EXTRACTED ENTRIES:
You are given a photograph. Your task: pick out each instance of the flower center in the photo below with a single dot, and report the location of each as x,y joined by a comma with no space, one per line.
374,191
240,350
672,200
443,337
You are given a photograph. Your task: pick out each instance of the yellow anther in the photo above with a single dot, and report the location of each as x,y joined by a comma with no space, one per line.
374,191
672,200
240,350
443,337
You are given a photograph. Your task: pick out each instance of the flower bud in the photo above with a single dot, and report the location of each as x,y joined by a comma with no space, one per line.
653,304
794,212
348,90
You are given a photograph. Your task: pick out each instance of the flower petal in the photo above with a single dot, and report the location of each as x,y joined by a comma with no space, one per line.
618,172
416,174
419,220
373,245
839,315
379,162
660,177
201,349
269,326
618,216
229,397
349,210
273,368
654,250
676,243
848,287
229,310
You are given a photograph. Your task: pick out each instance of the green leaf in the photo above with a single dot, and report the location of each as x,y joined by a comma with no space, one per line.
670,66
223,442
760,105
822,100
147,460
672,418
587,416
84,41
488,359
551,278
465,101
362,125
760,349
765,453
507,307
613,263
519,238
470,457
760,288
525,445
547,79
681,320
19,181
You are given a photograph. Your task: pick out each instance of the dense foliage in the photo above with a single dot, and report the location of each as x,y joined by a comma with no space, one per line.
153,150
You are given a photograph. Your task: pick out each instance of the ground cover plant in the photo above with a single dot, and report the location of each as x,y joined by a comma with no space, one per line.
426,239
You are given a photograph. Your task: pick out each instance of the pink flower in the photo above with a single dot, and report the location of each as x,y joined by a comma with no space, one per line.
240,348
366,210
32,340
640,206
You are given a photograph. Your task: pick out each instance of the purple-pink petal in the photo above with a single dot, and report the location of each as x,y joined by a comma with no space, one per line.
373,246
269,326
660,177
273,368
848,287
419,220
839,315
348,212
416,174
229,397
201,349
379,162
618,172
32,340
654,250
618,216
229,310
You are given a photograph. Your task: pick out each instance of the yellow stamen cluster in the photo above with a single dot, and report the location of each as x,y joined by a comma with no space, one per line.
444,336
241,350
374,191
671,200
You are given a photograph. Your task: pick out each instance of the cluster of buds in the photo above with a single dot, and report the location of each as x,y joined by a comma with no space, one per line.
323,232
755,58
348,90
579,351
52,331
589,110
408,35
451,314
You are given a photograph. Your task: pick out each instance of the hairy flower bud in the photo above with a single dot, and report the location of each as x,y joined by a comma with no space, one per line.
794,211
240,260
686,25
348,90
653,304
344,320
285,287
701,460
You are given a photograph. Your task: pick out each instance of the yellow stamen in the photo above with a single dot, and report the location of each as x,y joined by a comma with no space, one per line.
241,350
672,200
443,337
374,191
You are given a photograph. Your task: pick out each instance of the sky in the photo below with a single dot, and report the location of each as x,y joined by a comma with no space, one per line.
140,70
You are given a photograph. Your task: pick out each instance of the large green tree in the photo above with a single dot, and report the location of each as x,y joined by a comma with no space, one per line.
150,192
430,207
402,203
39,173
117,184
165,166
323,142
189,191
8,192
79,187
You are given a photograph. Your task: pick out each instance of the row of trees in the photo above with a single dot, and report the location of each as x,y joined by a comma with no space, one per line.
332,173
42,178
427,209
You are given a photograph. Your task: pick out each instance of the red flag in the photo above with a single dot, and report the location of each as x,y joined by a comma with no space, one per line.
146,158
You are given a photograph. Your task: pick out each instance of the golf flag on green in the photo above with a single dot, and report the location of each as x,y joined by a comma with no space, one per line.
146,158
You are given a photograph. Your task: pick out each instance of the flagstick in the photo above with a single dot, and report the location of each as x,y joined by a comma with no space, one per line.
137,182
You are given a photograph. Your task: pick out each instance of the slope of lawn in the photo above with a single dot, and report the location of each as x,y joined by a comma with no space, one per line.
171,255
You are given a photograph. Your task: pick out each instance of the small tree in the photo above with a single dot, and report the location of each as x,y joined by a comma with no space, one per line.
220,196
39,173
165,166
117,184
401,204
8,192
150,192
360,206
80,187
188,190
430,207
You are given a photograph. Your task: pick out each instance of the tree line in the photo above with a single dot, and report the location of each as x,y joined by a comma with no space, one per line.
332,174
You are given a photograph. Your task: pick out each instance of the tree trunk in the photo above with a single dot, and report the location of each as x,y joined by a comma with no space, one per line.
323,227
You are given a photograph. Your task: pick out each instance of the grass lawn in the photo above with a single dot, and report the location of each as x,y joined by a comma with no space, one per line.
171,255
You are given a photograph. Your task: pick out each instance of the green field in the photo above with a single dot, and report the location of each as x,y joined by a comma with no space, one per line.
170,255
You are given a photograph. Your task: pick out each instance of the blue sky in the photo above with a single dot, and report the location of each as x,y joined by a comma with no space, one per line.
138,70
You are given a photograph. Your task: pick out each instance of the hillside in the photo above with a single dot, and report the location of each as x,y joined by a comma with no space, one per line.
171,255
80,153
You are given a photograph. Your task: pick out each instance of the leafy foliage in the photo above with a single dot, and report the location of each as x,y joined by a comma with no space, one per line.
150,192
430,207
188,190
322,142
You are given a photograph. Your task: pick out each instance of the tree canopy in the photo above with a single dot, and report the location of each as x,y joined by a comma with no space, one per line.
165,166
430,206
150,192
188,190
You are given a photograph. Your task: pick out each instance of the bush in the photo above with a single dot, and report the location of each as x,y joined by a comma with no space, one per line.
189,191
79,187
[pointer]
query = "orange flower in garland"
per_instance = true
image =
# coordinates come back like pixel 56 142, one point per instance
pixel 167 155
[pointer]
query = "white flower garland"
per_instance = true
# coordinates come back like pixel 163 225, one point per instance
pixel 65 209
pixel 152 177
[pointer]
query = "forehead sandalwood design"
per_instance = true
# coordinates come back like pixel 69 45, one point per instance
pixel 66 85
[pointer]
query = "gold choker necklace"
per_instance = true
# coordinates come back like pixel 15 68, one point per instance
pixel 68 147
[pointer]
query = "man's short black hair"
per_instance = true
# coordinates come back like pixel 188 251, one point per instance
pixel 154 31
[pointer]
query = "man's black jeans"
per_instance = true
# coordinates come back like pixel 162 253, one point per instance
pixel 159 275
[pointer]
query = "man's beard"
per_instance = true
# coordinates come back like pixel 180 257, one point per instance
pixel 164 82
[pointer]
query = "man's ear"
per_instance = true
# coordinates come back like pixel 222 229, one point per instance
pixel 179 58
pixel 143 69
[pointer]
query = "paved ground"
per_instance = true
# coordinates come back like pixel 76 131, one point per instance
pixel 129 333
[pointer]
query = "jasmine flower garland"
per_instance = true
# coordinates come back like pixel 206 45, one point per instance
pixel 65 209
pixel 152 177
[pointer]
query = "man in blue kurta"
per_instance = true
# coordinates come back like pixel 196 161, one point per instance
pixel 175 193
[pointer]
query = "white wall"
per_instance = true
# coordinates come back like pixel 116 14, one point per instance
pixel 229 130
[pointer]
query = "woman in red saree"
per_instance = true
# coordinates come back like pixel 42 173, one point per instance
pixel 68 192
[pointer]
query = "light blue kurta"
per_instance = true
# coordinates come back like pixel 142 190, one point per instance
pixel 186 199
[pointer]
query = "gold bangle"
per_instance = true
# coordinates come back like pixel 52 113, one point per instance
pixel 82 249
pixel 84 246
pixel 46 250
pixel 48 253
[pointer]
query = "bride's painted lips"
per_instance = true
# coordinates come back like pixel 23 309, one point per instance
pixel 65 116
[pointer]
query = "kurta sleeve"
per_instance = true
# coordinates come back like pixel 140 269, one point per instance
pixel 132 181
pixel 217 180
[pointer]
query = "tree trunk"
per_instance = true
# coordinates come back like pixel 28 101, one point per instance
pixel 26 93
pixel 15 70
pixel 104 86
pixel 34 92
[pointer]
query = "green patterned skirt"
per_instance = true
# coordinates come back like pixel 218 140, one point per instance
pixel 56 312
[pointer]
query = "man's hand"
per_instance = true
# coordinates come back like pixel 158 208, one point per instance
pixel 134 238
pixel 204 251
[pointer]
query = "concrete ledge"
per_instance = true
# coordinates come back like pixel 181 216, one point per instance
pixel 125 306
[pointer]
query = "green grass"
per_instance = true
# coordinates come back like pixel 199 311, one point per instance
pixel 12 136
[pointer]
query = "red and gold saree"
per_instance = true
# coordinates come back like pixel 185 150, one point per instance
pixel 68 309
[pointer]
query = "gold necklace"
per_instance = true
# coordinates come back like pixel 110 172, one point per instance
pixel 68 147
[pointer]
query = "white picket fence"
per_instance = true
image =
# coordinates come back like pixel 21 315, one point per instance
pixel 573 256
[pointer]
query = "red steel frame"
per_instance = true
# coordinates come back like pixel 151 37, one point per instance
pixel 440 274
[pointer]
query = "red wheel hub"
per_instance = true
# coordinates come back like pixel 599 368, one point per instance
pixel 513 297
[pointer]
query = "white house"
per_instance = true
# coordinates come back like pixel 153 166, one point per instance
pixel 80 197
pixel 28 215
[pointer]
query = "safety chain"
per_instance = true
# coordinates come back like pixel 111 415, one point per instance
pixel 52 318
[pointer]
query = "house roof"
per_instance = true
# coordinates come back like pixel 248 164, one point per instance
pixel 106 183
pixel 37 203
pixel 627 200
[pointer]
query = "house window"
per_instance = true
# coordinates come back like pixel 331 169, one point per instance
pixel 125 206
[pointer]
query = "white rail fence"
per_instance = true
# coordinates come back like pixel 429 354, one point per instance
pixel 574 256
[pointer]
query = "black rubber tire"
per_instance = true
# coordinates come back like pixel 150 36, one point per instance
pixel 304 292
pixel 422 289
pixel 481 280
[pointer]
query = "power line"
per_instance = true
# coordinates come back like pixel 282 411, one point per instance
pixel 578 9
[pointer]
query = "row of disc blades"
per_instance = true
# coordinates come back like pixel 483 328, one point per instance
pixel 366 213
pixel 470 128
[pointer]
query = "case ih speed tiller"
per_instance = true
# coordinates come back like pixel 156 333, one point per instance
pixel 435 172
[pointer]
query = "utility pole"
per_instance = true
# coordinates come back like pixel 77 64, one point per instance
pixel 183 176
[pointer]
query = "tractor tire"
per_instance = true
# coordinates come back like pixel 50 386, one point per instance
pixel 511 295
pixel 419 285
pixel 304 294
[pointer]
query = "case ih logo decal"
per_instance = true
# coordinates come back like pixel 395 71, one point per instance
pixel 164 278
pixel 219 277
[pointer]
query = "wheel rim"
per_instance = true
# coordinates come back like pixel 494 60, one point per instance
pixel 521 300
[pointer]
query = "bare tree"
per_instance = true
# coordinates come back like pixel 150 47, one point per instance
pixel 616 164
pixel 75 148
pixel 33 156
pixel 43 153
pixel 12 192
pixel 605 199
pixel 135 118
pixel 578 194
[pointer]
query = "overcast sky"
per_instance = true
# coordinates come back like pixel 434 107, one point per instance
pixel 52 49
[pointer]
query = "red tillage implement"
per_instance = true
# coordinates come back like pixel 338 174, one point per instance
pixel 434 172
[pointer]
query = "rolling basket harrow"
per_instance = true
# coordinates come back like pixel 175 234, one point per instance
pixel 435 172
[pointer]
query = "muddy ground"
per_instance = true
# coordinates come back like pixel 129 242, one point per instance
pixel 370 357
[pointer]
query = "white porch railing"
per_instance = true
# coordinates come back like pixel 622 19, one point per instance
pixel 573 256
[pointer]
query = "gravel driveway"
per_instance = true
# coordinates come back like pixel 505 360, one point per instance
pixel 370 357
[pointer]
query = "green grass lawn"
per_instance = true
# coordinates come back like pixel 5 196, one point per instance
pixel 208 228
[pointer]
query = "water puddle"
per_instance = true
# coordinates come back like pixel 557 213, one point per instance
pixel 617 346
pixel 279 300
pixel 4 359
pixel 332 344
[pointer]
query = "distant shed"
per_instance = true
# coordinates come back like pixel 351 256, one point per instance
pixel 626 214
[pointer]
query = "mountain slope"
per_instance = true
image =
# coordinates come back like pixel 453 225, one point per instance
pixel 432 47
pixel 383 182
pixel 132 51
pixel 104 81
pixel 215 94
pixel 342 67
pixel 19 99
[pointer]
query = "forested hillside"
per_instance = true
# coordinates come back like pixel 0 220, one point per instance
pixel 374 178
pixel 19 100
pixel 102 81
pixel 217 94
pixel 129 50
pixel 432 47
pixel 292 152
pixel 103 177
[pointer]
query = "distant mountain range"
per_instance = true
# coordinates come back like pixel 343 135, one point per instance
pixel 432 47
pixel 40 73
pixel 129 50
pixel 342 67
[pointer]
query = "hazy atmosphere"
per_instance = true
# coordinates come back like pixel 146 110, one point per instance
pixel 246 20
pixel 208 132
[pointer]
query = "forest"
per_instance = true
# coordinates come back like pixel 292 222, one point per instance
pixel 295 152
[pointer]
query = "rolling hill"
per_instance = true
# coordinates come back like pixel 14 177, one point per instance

SHORT EXERCISE: Please pick out every line of the items above that contains the word "stamen", matching case exactly, and copy each of those lines in full.

RESPONSE BELOW:
You are given a photograph. Your task: pick out each instance of the yellow stamen cluster in the photo above with a single dot, and report the location of each as x,y joined by a comma with no space, one per line.
You are given a photograph. Your task: pick out each instance of the yellow stamen in the photo above with a single dot, and report the location of each as x,y joined by a comma with no space, one per line.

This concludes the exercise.